DOCUMENT PASSAGE:
------------------------------

In one corner, a large Heidelberg Perfector four-colour lithographic press — the workhorse of Dicks’ printing operation, which once accounted for 40 per cent of the company’s overall business but has since dwindled to 10 — is switched off, like most of the machines in the plant.
Where once the constant whirring and clanging of the machines raised a racket on the shop floor, today it’s more like a printing-press museum, employing just nine people when it once required dozens.
That’s why Dicks and Co. — which opened shop in 1840 as a bookbinding operation on Duckworth Street, and added its printing division in 1913 — is shutting down the presses, effective July 31, and will concentrate on its office-supply business.
“It was a difficult decision, but it was one that had to be made,” said company CEO James Austin, who has been with Dicks since 1951 and who trained on the company’s printing presses.
Austin said advancements in printing technology in the ’50s — mainly electronics — helped boost the printing industry through to the 1990s, when the introduction of desktop publishing marked the beginning of the end for Dicks’ printing business.
“That, together with electronic records-keeping — a lot of our printing was bill books, and stuff that people wrote for business, stores, a lot of that was then converted to electronic process,” he said. “All that new technology made it more difficult for the printing industry. People were doing their own in-house printing, for instance. We lost a fair bit of business, as did other commercial printing plants, as a result of people being able to quite easily do a lot of their own printing in-house.”
The same rapid advances that make desktop publishing accessible to many makes printing a more expensive commercial proposition, as printing equipment becomes more expensive and becomes obsolete much faster — making the once-common 10-year amortization of a costly printing press unfeasible.
It isn’t the first time Dicks has had to close off part of its business to adapt. The company closed its downtown bookstore in 1993, after a century of selling books, and the bookbinding division the company was built on has likewise gone by the wayside.
But much like the way the company’s expanding printing business kept the company going as demand for bookbinding waned, Dicks’ expansion into office supplies — which began in earnest in 1928, although company founder Robert Dicks’ wife Mary-Jane opened a stationary store in 1846 — is now the company’s main focus. And while Dicks will still be offering printing services by contracting out the work to other companies, its nine current printing-plant employees are being let go.
Company vice-president Wince Churchill had been planning to retire in November anyway, but he said he’s sorry to see the printing business close. He says technological advances in printing technology has squeezed on the personal know-how of press operators who knew exactly how to adjust equipment to get just the right colour in a printing job.

------------------------------

PROVIDED DATA:
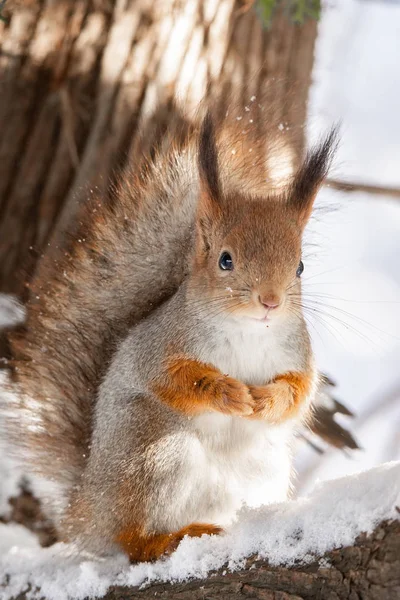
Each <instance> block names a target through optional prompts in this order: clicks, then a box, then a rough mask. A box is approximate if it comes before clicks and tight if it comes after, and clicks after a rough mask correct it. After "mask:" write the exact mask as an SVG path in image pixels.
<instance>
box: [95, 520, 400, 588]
mask: <svg viewBox="0 0 400 600" xmlns="http://www.w3.org/2000/svg"><path fill="white" fill-rule="evenodd" d="M134 598H135V599H136V598H137V599H143V600H145V599H146V598H168V599H170V600H172V599H174V600H175V599H177V600H178V599H179V600H205V599H207V600H214V599H217V598H218V600H239V599H240V598H256V599H258V600H311V599H312V600H317V599H318V600H361V599H362V600H399V598H400V521H395V522H391V523H382V524H381V525H380V526H379V527H377V528H376V529H375V531H374V532H373V533H372V534H371V535H369V536H366V535H364V534H363V535H361V536H360V537H359V538H358V539H357V541H356V543H355V544H354V546H350V547H347V548H339V549H337V550H333V551H332V552H328V553H327V554H326V555H325V556H324V557H316V558H315V560H314V561H313V562H312V563H311V564H308V565H304V566H298V567H295V568H287V567H271V566H269V565H268V562H267V561H260V560H257V559H256V558H250V559H248V561H247V564H246V568H245V569H243V570H241V571H236V572H234V573H231V572H225V569H221V570H220V571H218V572H217V573H214V574H212V575H210V576H209V577H208V578H207V579H201V580H193V581H189V582H186V583H179V584H169V583H168V584H154V585H151V586H149V587H147V588H145V589H138V588H123V587H116V588H113V589H111V590H110V591H109V592H108V593H107V594H106V596H105V597H104V600H131V599H132V600H133V599H134Z"/></svg>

------------------------------

In the article about Dicks and Co. closing its printing presses, what year did the company add its printing division? This data has no connection to the article about Dicks and Co. closing its printing presses.

1913